MATERIAL SUPPLIED:
============

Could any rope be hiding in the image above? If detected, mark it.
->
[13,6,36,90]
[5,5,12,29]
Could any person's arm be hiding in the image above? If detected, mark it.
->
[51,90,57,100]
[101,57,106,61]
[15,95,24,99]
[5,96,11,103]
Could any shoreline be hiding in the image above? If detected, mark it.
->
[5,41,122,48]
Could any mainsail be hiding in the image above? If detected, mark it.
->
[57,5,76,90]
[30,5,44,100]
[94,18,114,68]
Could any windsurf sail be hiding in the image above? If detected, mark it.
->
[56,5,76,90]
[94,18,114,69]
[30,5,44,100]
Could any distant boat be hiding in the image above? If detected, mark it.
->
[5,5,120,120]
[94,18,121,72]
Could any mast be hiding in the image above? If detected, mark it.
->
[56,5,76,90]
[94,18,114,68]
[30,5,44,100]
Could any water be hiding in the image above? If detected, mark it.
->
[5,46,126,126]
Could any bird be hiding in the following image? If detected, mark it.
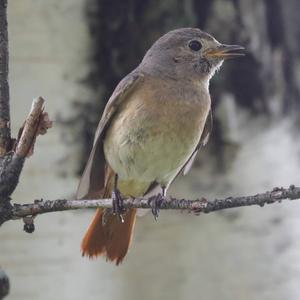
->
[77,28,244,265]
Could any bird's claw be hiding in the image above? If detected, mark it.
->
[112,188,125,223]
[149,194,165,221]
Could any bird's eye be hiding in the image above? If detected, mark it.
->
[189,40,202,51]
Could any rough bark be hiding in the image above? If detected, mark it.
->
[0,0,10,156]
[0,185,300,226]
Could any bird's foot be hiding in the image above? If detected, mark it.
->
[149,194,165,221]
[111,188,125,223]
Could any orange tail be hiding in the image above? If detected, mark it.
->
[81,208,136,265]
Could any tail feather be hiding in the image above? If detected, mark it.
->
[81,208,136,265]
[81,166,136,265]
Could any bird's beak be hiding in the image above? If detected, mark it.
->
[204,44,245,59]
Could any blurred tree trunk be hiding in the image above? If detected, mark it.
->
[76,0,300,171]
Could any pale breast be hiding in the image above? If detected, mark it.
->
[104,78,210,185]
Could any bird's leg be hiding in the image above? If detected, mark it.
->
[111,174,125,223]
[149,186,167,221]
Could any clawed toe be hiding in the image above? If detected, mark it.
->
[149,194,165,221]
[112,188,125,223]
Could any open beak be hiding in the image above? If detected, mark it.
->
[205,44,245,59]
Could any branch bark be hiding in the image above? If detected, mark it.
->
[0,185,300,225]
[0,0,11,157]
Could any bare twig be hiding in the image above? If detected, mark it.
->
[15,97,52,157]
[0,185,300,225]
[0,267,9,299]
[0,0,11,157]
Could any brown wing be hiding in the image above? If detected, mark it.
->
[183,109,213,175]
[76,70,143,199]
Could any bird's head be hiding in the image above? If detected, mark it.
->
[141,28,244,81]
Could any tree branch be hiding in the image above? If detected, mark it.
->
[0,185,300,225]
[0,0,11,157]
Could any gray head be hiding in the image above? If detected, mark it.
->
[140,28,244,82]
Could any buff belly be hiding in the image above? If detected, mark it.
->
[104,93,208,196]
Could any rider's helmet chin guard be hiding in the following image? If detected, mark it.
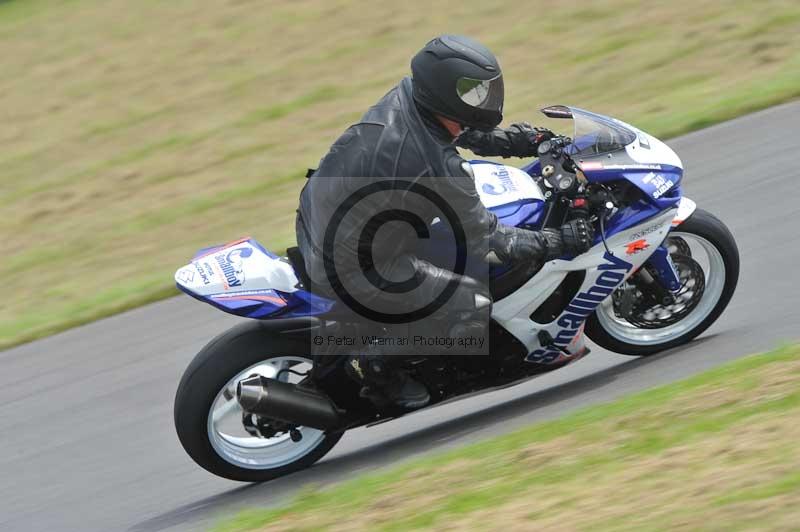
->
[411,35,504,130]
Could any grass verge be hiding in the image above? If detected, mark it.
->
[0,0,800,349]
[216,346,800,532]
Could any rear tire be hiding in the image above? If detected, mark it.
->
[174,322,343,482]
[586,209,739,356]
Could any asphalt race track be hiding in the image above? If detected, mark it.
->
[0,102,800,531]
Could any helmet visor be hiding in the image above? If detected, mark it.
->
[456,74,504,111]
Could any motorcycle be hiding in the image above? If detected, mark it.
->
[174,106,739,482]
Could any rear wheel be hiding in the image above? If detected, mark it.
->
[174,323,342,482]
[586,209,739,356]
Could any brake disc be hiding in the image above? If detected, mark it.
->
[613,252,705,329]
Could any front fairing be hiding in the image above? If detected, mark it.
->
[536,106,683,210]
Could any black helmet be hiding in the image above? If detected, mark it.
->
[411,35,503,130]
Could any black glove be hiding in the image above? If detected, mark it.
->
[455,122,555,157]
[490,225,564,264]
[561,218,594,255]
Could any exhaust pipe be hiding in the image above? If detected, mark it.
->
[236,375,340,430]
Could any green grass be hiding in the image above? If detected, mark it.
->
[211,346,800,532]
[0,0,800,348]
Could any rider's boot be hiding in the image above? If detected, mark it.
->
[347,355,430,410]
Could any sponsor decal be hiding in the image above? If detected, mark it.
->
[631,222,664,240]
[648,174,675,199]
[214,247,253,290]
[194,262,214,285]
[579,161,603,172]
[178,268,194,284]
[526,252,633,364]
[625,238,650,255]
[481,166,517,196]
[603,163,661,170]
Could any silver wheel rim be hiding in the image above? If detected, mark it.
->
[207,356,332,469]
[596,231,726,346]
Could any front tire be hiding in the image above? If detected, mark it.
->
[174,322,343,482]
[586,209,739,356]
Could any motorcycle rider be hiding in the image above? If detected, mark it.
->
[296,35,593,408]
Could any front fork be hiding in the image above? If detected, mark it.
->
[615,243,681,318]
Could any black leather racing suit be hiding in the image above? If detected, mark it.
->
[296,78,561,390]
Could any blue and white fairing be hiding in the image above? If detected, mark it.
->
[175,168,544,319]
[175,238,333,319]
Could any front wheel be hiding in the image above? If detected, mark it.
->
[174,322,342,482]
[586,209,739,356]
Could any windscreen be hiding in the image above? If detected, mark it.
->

============

GIVEN INSTRUCTION: Pull out every line of the records that contains the word "rider", matching case exactly.

TASK ANSWER:
Could any rider's helmet chin guard be hiding in the following image? If detected, mark it.
Could any rider's boot be hiding in the image above? If detected, mark it.
Could any motorcycle rider be hiding in the image above? If detected, mark it.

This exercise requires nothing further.